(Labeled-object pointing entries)
☆ ☆ ☆ ☆

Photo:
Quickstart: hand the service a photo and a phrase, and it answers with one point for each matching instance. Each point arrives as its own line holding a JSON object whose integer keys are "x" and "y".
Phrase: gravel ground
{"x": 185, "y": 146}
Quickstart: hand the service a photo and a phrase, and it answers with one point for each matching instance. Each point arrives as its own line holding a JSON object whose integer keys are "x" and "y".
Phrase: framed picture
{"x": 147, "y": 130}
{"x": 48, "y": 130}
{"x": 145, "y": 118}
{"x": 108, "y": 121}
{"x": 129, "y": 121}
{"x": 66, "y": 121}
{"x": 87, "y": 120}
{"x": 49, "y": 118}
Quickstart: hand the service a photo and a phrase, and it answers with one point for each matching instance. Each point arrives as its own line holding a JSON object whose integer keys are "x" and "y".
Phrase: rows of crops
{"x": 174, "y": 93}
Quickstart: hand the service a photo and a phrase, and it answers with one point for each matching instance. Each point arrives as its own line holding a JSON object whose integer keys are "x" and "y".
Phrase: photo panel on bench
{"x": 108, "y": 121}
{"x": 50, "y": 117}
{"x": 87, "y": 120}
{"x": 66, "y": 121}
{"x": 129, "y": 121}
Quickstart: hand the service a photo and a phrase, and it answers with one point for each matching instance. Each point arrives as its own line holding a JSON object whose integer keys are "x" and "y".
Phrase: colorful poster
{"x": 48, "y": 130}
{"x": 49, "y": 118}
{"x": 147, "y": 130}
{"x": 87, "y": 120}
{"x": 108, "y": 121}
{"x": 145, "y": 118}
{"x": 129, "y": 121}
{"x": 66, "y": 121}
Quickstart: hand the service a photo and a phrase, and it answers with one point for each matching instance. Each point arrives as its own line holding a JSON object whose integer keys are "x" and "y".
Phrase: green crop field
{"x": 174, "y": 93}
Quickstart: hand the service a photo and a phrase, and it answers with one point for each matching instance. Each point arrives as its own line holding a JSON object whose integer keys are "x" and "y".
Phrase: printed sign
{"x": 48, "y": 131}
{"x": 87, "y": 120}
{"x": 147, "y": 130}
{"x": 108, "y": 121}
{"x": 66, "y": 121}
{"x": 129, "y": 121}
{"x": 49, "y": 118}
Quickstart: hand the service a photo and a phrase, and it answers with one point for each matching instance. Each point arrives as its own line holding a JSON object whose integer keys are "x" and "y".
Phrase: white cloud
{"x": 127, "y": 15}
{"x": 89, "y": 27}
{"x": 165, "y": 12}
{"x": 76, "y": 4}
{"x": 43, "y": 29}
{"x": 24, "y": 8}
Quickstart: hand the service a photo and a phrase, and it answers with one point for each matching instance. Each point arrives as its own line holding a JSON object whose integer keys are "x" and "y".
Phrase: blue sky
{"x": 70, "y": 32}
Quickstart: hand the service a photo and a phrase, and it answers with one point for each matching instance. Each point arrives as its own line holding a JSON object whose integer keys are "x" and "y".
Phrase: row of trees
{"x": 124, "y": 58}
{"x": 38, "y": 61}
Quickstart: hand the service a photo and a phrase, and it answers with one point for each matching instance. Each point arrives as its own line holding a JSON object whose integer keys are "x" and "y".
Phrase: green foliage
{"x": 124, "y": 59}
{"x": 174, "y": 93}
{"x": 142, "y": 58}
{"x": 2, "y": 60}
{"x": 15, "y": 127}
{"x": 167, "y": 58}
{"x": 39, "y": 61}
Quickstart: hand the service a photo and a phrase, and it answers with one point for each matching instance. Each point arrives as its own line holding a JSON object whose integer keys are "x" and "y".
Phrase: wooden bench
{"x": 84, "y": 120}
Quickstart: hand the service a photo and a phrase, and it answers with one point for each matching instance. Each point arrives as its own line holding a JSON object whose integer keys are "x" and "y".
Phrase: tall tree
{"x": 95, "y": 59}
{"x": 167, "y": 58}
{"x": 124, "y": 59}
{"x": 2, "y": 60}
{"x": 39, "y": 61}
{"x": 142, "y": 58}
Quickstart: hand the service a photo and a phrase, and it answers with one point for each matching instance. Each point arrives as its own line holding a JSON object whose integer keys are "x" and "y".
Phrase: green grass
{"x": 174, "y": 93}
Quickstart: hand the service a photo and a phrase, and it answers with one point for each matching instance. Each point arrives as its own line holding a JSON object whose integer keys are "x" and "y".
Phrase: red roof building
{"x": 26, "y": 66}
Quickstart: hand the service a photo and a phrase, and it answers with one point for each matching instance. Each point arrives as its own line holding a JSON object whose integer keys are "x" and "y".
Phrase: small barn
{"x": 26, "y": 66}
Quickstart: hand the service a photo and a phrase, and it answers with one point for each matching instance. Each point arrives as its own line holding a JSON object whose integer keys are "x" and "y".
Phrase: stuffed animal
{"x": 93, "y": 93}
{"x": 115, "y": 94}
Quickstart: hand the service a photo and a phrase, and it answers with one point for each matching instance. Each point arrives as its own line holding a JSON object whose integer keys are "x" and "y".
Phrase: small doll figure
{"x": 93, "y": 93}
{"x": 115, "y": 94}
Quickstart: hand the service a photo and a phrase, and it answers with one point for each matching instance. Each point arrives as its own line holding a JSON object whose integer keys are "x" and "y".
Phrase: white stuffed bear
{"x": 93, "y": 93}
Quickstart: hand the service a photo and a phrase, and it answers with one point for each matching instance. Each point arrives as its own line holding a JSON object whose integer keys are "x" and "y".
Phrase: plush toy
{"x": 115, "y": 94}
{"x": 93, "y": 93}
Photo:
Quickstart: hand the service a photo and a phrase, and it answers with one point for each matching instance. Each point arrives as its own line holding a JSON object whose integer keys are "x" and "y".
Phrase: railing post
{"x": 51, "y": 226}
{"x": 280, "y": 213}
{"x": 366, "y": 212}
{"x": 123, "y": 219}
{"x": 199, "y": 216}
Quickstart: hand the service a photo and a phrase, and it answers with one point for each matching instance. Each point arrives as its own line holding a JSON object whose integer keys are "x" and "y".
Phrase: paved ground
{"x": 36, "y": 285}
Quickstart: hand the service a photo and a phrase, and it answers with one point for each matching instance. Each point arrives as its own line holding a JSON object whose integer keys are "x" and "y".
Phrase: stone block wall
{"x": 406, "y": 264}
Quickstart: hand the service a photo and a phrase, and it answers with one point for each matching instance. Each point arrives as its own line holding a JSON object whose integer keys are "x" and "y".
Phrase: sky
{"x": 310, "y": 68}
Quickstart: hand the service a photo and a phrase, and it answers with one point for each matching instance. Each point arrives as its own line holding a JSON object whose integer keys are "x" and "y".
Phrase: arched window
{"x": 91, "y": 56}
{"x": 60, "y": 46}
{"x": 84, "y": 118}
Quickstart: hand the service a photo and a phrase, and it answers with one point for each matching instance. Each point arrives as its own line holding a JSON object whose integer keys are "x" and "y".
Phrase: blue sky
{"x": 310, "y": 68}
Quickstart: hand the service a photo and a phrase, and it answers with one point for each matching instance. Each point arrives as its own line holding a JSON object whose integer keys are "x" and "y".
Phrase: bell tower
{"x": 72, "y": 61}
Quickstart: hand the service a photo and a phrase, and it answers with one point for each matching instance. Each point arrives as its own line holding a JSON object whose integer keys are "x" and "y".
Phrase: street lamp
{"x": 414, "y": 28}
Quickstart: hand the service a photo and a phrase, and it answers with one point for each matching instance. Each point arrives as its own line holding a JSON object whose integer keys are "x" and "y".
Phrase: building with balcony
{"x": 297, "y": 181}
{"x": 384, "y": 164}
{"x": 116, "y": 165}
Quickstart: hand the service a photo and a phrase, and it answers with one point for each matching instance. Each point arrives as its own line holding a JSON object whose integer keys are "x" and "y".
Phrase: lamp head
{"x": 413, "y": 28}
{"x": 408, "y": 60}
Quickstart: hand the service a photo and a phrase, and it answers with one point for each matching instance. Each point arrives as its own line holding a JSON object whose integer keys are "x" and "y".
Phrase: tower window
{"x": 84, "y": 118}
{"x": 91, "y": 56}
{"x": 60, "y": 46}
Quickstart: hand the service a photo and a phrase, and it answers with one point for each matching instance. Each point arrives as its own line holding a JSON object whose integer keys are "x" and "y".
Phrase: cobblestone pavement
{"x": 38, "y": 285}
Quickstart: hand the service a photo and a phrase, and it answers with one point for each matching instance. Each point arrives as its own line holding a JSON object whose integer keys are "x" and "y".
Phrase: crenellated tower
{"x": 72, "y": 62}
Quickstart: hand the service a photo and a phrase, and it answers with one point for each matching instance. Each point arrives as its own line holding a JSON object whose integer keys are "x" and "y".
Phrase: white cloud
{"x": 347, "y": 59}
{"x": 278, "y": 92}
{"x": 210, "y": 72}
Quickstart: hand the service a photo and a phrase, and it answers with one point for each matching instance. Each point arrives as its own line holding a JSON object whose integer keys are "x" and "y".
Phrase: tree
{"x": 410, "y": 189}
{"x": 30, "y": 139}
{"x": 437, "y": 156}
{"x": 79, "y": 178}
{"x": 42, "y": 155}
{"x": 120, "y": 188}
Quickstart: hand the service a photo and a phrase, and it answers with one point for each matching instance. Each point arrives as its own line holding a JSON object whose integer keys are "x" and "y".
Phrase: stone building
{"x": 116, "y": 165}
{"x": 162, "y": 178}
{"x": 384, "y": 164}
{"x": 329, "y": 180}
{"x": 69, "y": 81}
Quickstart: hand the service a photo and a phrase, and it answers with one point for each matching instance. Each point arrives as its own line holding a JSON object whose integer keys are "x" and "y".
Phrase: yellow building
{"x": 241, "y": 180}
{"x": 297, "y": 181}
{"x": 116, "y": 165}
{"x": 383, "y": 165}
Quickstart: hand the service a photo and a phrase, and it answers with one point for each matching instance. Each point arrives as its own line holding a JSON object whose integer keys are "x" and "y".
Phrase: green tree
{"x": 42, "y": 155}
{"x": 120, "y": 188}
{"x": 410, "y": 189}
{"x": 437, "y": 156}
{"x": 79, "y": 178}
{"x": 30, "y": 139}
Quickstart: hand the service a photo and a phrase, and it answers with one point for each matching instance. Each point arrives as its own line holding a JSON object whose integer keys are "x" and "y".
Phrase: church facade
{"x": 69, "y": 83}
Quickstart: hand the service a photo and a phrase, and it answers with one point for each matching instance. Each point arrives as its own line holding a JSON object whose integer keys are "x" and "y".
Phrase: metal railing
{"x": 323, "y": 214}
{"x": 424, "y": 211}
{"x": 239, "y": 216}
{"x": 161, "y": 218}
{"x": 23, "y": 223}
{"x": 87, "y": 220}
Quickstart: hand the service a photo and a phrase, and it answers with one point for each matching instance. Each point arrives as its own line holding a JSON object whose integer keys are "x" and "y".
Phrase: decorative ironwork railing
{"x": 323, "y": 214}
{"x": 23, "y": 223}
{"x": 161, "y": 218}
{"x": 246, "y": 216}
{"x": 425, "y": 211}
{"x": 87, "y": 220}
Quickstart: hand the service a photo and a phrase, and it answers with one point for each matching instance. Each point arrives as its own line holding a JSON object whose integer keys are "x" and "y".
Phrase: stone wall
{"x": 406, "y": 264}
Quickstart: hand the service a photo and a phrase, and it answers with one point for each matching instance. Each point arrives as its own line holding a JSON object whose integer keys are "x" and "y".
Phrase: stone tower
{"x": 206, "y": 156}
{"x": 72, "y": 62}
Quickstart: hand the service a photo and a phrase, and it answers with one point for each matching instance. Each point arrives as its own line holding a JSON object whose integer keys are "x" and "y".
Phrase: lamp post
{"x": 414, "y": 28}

☆ ☆ ☆ ☆

◆ **Instructions to follow**: Which lines in the records contain the string "stuffed"? Gather every one and copy it out.

◆ **Written response**:
Phrase: stuffed animal
Phrase: white stuffed bear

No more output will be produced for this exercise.